» EXCERPT
• • • • • • •

Bui Quang Tuan, Director General of Vietnam Institute of Economics speaks with The Korea Herald in Hanoi on Nov. 23. (The Korea Herald)
HANOI, Vietnam -- In an era of shifting supply chains, Vietnam is poised for a bigger global role and its partnership with China will provide momentum for that, said the chief of the Southeast Asian country’s top economic think tank.
“China has pledged to strengthen its economic cooperation with Vietnam and the partnership regarding the supply chain is a big part of that,” Bui Quang Tuan, director general of Vietnam Institute of Economics, told The Korea Herald, at his office in the Vietnamese capital on Nov. 23.
“It is in line with the implementation of the Regional Comprehensive Economic Partnership and a catalyst that could boost Vietnam’s economic growth. Vietnam is the No.1 importer of raw materials from China, but the trade balance is currently in the red – the partnership could change that.”
In early November, Chinese President Xi Jinping, in his meeting with Vietnamese Communist Party chief Nguyen Phu Trong, vowed to seek closer cooperation with the country’s “comrade and brother” Vietnam in building a stable supply chain.
The summit came as Vietnam has emerged as an increasingly crucial part of global supply networks, with manufacturers expanding their business in the country.
“The COVID-19 pandemic has pushed investors to diversify their investments to minimize risks,” and Vietnam stands to benefit from it, Bui said.
Bui cited Vietnam’s ample human capital as one of the main attractions. According to the United Nations, the country’s population has reached some 99 million as of November this year, with over half under the age of 25.
“This allows Vietnam to provide a young, educated and literate workforce for global investors, coupled with opportunities in industries that are developing at a fast pace.”
As for the prospect of South Korea-Vietnam exchanges, Bui noted the “similarities” between the two countries.
“Vietnam and South Korea are culturally very similar. Young Vietnamese like South Korean culture and what Korean companies can offer to them – this can become a strong momentum for bigger investments.”
Bui mentioned Samsung’s new research and development center in Hanoi slated to open later this month as an example of what can benefit both Korea and Vietnam. The new center is Samsung’s largest R&D facility in the ASEAN region with its 16-story building located on an 11,603-square-meter site in the heart of Hanoi.
“The Vietnamese government is interested in actively supporting such R&D projects. Businesses will be able to receive several benefits in such areas,” he noted.

• • • • • • •

» AVAILABLE DATA

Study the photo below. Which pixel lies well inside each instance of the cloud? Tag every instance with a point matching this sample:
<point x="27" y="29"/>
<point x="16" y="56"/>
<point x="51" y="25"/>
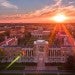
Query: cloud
<point x="7" y="4"/>
<point x="45" y="12"/>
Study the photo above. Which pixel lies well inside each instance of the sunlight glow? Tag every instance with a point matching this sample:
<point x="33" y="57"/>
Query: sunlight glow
<point x="59" y="18"/>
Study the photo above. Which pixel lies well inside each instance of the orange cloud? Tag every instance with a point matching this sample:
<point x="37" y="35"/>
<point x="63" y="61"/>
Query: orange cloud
<point x="43" y="14"/>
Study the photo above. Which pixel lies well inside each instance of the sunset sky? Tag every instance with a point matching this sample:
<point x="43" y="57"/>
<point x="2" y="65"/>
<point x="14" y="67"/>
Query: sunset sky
<point x="35" y="10"/>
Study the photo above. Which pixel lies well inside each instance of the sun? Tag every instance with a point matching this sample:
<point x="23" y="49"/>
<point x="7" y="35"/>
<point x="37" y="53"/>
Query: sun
<point x="59" y="18"/>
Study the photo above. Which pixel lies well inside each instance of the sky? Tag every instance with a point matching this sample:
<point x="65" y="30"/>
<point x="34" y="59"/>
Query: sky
<point x="35" y="10"/>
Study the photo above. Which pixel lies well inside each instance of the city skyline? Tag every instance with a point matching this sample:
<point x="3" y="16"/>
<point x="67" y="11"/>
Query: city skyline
<point x="38" y="11"/>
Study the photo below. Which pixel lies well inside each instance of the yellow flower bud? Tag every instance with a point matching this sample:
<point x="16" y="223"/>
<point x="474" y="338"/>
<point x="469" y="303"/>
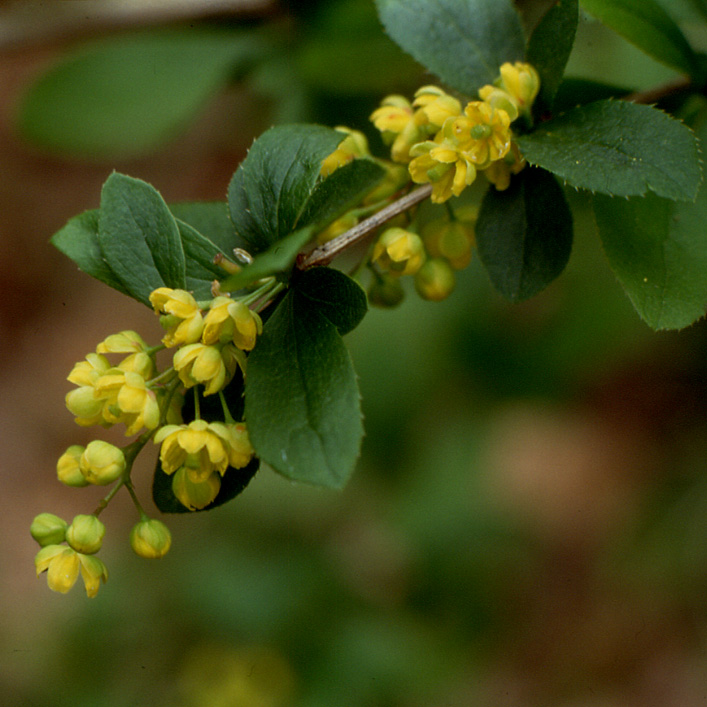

• • • • • • •

» LIST OF TASKS
**A.** In the interview on Vietnam's economy, rewrite the part that opens with "HANOI, Vietnam -- In" and closes with "economic think tank.", swapping "think tank" for "research institute".
**B.** Answer these questions from the interview on Vietnam's economy:
(i) On what date did Bui Quang Tuan speak with The Korea Herald?
(ii) According to the United Nations, what is Vietnam's population as of November?
(iii) How many stories does the building of Samsung's new R&D center in Hanoi have?

» ANSWERS TO THE PROBLEMS
**A.**
HANOI, Vietnam -- In an era of shifting supply chains, Vietnam is poised for a bigger global role and its partnership with China will provide momentum for that, said the chief of the Southeast Asian country’s top economic research institute.

**B.**
(i) Nov. 23
(ii) Some 99 million
(iii) 16 stories